■ Tasks and exercises ■
a: Copy the rain tires thread word for word, from "LemonAid - Changing" up to and including "losers, and counting...".
b: Using the spellings in the rain tires thread, list every tire model it mentions.

■ Text ■

Yea we intentionally ran our old backup tires on Saturday so that we would have fresh tires for Sunday. It helped a lot. Even cheap rain tires will probably help more than worn race tires.

Mistake By The Lake Racing (MBTL)
88 Thunderbird "THUNDERBIRDS ARE GO!", Ex Astris, Rubigo / Semper Fracti
A&D: 2014 Sebrings at Sebring (NSF), 2014 NJMP2 Jurassic Park (SpeedyCop), 2012 Summit Point J30 (PiNuts)
2018 Route Sucky-Suck Rally Miata, 2019 World Tour Of Texas 64 Newport

Re: Rain tires?

We did the same.  20 hour old RS4’s for the dry day. More narrow brand new RS4’s for Sunday rain.

LemonAid - Changing kids lives one lap at a time.

Re: Rain tires?

We keep a set of fresh RS4's on stock wheels for just the occasion. Front wheel drive and in deluges at the 2017 fall Gingerman race, we had plenty of grip. Then, the next spring, we burn them off during testing and such, and start over.

Team BAD Company Endurance
Acura RSX #0
4 times losers, and counting...
"I got screwed" winners? 2018 Cure for Gingervitis, 5th on laps overall 2018 Elite meet to Cheat

Re: Rain tires?

Anybody ever tried vederstein Sportrac 5? I might give them a run for NJ, given how we get rain about half the time.

K Car Stalker

Re: Rain tires?

firegremlin wrote:

Anybody ever tried vederstein Sportrac 5? I might give them a run for NJ, given how we get rain about half the time.


We ran a set of Verdestein Quatrac 5 at Sonoma last March. They were very good in the rain all day Saturday. And it rained a lot. Standing water on track and no hydroplaning, excellent braking and acceleration grip and OK cornering.  We changed to Yokohama Advan for the partly dry Sunday session.

■ Input data ■

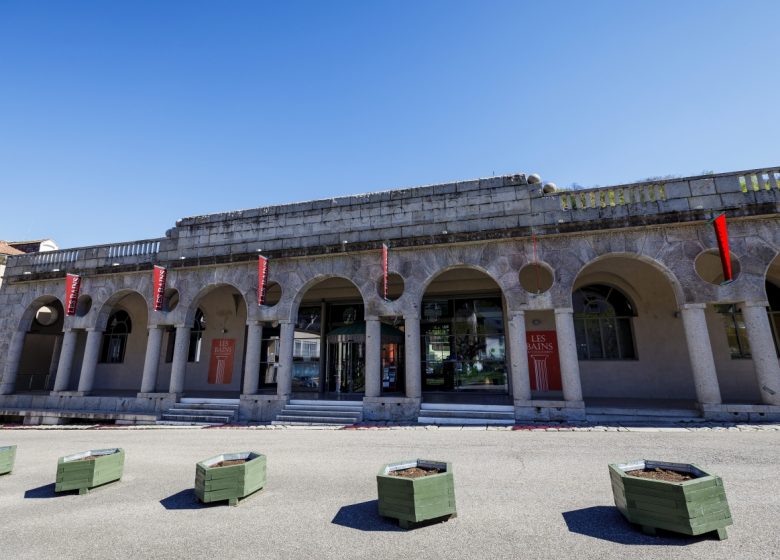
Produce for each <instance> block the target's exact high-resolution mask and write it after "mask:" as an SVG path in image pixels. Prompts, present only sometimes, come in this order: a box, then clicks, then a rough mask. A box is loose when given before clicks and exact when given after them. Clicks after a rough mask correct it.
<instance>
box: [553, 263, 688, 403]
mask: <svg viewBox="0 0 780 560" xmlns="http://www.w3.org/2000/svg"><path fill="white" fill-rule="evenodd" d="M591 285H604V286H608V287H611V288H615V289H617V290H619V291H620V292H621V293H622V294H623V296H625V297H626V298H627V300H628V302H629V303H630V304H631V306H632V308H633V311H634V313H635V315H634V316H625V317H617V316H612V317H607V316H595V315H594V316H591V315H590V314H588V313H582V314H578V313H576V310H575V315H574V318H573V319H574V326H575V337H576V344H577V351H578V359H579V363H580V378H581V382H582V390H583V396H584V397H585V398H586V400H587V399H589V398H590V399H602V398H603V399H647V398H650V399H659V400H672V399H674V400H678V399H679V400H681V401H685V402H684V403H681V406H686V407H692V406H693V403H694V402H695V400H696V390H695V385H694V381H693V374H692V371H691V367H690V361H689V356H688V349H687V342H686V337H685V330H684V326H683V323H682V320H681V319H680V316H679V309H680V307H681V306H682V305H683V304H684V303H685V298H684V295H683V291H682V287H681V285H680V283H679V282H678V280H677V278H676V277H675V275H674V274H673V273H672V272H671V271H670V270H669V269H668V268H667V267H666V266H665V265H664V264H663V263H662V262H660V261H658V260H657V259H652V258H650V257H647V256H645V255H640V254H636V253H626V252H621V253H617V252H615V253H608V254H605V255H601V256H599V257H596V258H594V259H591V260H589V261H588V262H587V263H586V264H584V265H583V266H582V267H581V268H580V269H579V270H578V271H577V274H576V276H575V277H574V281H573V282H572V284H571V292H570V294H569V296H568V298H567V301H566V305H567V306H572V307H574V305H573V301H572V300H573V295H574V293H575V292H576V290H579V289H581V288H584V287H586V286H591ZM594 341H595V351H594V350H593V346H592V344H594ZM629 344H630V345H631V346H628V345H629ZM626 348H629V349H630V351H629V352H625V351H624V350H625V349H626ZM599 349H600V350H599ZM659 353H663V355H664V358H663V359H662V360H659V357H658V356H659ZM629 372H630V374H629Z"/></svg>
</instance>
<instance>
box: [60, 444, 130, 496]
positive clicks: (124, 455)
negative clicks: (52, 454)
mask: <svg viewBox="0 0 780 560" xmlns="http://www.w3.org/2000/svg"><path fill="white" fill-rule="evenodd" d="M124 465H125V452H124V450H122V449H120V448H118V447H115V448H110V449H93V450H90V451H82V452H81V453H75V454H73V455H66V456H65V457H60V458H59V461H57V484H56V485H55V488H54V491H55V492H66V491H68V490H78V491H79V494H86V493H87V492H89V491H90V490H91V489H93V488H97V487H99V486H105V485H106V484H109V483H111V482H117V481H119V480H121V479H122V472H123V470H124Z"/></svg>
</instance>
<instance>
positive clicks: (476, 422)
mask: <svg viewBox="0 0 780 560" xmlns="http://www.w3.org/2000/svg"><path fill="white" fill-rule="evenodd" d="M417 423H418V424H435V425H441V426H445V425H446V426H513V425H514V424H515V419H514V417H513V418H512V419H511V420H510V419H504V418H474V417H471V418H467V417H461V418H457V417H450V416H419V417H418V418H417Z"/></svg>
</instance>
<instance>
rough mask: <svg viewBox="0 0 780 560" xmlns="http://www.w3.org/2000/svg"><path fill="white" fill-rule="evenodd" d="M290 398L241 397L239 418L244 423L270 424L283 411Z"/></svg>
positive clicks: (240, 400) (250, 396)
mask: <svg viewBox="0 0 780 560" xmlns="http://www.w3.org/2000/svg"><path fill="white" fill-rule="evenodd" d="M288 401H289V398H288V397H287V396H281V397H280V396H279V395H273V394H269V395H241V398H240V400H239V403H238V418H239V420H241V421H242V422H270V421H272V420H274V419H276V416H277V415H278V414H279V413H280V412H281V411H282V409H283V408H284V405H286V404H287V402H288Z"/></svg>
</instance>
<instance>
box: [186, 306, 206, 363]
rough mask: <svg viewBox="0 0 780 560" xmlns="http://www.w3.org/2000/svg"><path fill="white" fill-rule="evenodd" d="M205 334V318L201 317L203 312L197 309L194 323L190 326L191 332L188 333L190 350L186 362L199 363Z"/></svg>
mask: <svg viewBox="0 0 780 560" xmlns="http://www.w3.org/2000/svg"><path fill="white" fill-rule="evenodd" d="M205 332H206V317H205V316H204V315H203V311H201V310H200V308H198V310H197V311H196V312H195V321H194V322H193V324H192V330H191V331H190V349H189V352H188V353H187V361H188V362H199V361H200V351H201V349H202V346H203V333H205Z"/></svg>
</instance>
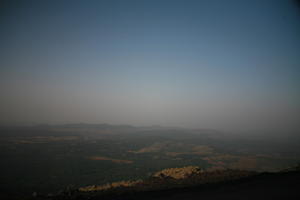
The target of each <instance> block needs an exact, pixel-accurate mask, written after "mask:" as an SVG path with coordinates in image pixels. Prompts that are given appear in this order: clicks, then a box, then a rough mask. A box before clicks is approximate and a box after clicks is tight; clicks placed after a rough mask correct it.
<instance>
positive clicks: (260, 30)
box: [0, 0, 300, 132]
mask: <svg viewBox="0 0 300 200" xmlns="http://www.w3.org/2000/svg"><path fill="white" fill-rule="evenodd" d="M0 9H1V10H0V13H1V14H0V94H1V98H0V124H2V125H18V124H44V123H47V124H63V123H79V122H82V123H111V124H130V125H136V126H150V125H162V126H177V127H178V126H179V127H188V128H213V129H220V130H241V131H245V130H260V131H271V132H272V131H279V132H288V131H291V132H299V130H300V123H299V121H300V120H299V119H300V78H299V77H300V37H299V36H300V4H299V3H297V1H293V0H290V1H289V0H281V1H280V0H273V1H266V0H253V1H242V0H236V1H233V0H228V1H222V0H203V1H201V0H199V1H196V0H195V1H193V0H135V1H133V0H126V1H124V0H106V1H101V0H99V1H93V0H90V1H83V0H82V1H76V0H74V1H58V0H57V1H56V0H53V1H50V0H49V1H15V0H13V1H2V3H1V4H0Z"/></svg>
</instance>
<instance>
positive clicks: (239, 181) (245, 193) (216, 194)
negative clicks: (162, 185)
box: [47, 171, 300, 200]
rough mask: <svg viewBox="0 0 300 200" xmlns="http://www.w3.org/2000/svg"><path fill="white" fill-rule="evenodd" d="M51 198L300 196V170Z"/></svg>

---

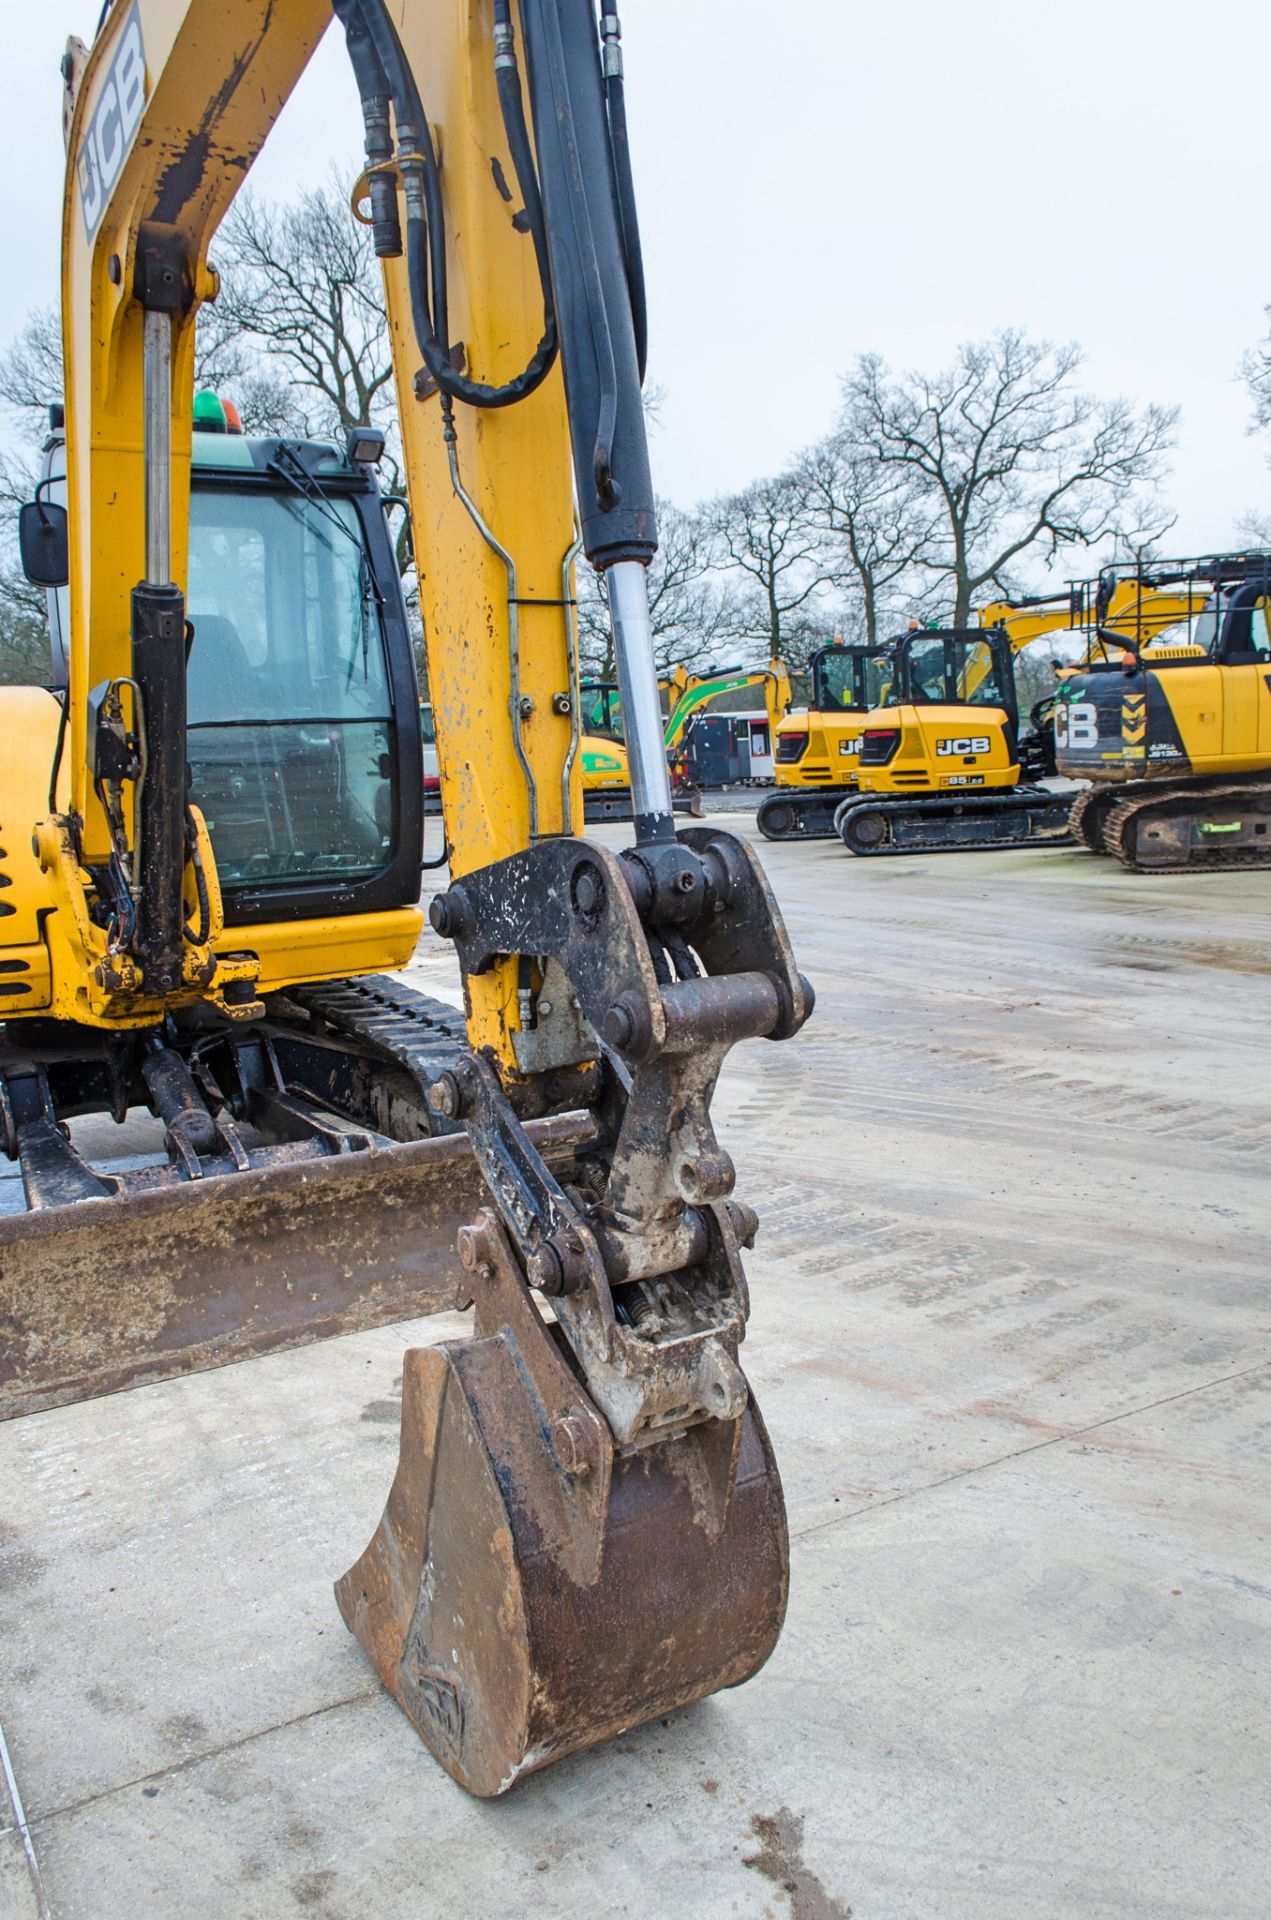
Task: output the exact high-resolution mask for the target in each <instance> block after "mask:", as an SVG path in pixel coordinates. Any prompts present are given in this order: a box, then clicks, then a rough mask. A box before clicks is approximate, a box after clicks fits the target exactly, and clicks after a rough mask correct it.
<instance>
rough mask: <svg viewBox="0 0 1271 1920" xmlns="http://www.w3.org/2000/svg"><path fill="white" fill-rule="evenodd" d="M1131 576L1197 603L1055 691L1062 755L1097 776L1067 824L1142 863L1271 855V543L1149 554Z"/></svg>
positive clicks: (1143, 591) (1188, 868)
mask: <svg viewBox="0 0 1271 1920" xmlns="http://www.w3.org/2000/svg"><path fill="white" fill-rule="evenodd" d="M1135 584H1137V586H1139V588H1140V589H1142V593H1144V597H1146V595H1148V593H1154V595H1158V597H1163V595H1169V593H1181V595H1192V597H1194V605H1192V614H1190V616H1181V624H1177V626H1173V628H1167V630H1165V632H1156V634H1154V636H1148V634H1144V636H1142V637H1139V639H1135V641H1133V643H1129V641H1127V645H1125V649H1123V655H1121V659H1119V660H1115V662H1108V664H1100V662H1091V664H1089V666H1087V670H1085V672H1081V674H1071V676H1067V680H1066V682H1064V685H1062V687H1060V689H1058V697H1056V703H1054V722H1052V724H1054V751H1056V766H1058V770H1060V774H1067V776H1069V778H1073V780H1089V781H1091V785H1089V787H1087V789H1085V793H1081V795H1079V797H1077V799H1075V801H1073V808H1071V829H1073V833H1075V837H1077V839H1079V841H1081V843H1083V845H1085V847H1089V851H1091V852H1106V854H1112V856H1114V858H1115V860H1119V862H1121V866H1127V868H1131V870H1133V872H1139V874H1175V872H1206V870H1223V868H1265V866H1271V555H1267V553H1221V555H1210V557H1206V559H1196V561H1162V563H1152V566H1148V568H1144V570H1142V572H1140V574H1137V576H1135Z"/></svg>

■ Responses to the tasks ■
a:
LemonAid - Changing kids lives one lap at a time.

Re: Rain tires?

We keep a set of fresh RS4's on stock wheels for just the occasion. Front wheel drive and in deluges at the 2017 fall Gingerman race, we had plenty of grip. Then, the next spring, we burn them off during testing and such, and start over.

Team BAD Company Endurance
Acura RSX #0
4 times losers, and counting...

b:
- RS4
- Vederstein Sportrac 5
- Verdestein Quatrac 5
- Yokohama Advan